**Work to be completed:** Pick out and copy every line in the listing below that contains the string "tree". Matching is case-sensitive.

══════════

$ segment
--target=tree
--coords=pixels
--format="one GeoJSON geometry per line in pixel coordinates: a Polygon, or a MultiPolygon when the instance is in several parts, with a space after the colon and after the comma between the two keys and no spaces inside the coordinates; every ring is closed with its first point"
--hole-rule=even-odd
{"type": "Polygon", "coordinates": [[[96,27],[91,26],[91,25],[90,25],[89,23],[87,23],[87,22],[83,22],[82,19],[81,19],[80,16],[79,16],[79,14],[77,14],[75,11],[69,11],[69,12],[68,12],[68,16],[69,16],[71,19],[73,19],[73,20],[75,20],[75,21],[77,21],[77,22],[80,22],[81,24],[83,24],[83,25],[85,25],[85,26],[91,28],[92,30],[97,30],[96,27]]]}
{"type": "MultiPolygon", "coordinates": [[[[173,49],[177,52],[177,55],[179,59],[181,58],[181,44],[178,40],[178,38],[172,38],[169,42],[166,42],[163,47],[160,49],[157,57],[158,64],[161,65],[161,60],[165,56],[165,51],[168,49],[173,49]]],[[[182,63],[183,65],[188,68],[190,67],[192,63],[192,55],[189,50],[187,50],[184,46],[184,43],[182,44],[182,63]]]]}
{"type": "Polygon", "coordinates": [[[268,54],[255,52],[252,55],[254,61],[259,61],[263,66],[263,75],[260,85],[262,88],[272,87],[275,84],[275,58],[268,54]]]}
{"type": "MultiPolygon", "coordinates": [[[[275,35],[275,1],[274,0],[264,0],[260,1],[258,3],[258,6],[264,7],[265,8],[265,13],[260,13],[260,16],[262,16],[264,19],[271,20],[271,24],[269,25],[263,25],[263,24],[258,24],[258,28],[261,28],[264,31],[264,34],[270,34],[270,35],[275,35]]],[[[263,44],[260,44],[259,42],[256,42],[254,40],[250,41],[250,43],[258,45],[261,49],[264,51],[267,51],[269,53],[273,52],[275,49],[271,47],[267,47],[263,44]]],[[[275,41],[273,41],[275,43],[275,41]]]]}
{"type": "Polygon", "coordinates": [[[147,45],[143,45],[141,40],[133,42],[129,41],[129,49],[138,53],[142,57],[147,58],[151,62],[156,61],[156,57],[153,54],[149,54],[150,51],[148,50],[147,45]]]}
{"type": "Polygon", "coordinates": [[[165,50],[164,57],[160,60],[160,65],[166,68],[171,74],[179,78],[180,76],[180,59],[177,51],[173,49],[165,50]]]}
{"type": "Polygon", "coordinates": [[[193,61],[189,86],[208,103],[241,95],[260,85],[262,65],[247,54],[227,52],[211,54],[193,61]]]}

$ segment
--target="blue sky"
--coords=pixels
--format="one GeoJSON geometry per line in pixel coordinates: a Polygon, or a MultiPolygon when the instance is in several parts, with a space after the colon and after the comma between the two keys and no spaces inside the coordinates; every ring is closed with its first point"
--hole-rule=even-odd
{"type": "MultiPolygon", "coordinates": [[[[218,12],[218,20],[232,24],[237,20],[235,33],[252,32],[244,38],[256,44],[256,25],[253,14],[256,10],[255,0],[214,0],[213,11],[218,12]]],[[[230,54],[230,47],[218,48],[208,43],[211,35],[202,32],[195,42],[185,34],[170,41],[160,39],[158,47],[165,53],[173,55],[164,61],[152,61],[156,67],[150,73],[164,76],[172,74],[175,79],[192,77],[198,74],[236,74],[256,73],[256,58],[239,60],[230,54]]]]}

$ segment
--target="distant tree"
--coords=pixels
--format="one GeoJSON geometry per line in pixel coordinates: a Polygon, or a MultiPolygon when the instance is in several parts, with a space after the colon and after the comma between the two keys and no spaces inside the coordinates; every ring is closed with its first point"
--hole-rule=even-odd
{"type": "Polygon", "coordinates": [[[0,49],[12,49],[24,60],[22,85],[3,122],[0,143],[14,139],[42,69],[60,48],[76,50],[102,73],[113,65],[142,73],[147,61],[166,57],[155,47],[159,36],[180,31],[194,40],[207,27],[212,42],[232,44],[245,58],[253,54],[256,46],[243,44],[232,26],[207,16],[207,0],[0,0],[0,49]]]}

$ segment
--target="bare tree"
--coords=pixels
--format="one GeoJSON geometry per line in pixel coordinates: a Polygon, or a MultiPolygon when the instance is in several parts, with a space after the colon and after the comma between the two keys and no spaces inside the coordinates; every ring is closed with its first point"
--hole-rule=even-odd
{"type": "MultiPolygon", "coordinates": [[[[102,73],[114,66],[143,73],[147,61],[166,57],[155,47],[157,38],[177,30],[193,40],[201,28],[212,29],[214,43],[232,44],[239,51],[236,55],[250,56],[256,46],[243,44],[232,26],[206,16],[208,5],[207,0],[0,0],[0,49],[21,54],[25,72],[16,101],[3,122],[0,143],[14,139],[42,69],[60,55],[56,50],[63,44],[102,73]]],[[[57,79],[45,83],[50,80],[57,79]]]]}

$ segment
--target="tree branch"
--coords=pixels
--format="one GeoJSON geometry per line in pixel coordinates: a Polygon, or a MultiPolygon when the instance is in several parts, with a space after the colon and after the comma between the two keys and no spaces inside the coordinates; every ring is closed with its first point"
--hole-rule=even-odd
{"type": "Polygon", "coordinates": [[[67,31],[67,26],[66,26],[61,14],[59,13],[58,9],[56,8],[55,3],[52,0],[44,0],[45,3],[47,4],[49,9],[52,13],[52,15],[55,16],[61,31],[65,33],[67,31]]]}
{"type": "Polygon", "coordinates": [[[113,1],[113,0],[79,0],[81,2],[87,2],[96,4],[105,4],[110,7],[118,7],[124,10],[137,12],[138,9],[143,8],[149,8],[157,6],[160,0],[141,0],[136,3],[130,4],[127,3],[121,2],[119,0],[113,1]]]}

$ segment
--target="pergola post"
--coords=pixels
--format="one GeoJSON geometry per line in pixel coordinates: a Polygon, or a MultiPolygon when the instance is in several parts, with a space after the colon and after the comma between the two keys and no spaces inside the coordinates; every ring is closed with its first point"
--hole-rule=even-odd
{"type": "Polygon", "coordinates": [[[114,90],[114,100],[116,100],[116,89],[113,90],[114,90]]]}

══════════

**Result of this exercise:**
--target=tree
--target="distant tree"
--target="bare tree"
--target="tree branch"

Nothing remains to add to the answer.